Search the listing below for the line with "light green leaf.", then write out that line and every one after it exactly, without the pictures.

[Recorded data — start]

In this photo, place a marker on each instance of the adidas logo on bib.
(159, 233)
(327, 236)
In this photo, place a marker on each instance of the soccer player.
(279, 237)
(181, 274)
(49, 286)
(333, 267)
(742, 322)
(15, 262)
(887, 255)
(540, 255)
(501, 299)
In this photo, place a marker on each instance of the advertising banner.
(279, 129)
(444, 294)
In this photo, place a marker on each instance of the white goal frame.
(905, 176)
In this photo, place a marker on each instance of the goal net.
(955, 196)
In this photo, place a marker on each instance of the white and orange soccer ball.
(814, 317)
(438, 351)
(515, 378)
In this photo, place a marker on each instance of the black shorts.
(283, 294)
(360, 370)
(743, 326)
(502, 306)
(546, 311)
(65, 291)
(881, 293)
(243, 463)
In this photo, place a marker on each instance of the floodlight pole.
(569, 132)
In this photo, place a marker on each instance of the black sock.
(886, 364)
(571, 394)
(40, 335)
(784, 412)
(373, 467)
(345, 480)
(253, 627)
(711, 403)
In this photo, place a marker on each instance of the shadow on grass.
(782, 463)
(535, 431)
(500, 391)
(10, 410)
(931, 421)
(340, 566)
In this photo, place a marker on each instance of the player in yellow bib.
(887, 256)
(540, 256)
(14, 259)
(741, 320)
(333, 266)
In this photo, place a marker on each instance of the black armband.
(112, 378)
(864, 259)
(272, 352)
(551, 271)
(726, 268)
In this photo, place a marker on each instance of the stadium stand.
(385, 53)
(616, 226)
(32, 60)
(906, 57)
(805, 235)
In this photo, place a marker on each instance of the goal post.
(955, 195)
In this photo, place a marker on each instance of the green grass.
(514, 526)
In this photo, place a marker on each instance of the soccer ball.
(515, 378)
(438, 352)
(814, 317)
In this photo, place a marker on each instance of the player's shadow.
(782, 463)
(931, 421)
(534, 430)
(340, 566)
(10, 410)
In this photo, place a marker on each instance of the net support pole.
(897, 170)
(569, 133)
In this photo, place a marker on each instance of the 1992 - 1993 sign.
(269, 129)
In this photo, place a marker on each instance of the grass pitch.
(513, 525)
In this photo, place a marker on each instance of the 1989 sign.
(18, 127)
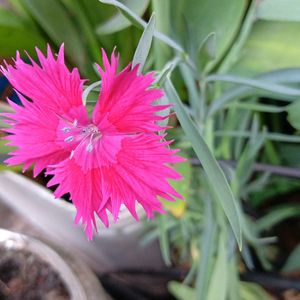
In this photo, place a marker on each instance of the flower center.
(83, 134)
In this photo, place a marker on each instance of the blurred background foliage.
(236, 67)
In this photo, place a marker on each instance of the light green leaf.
(258, 107)
(279, 10)
(143, 48)
(88, 90)
(136, 20)
(181, 291)
(293, 262)
(218, 285)
(278, 137)
(207, 49)
(177, 208)
(16, 35)
(201, 17)
(258, 84)
(118, 21)
(207, 249)
(277, 215)
(294, 114)
(253, 291)
(240, 92)
(54, 19)
(212, 169)
(267, 43)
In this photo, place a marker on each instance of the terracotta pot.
(115, 248)
(79, 280)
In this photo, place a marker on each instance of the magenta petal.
(126, 99)
(51, 85)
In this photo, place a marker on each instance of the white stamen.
(69, 139)
(89, 148)
(66, 129)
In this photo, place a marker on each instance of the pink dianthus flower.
(114, 157)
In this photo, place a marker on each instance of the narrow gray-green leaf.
(207, 49)
(218, 284)
(212, 169)
(144, 45)
(135, 19)
(88, 90)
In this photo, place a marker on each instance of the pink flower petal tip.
(115, 157)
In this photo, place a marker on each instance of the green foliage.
(232, 71)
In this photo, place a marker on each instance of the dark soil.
(24, 276)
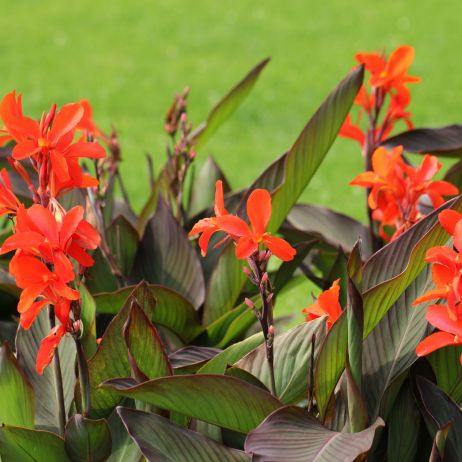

[Recorded data — finish]

§ **Completed exercise**
In this photo, place a marker on each instance of the light green leaf.
(258, 107)
(279, 10)
(143, 48)
(88, 90)
(136, 20)
(181, 291)
(293, 262)
(218, 285)
(278, 137)
(207, 49)
(177, 208)
(16, 35)
(201, 17)
(258, 84)
(118, 21)
(207, 249)
(277, 215)
(294, 114)
(253, 291)
(240, 92)
(54, 19)
(212, 169)
(267, 43)
In this photo, place a marker on each instance of the terracotta pot.
(115, 248)
(79, 280)
In this photo, place a marker on each instance of the magenta petal.
(126, 99)
(51, 85)
In this photo, place a marker on each instance of the white stamen.
(69, 139)
(89, 148)
(66, 129)
In this photo, place a marker on each instance of the pink dianthus flower.
(114, 157)
In this photo, place a marker on each instance of the narrow gray-green leaf.
(207, 49)
(218, 284)
(212, 169)
(144, 45)
(135, 19)
(88, 90)
In this photo, place a marker on each instance of the pink flower petal tip.
(115, 157)
In this photo, place a marker on each instance of the green foliage.
(232, 71)
In this photo, place a marker on each instance of the dark soil.
(24, 276)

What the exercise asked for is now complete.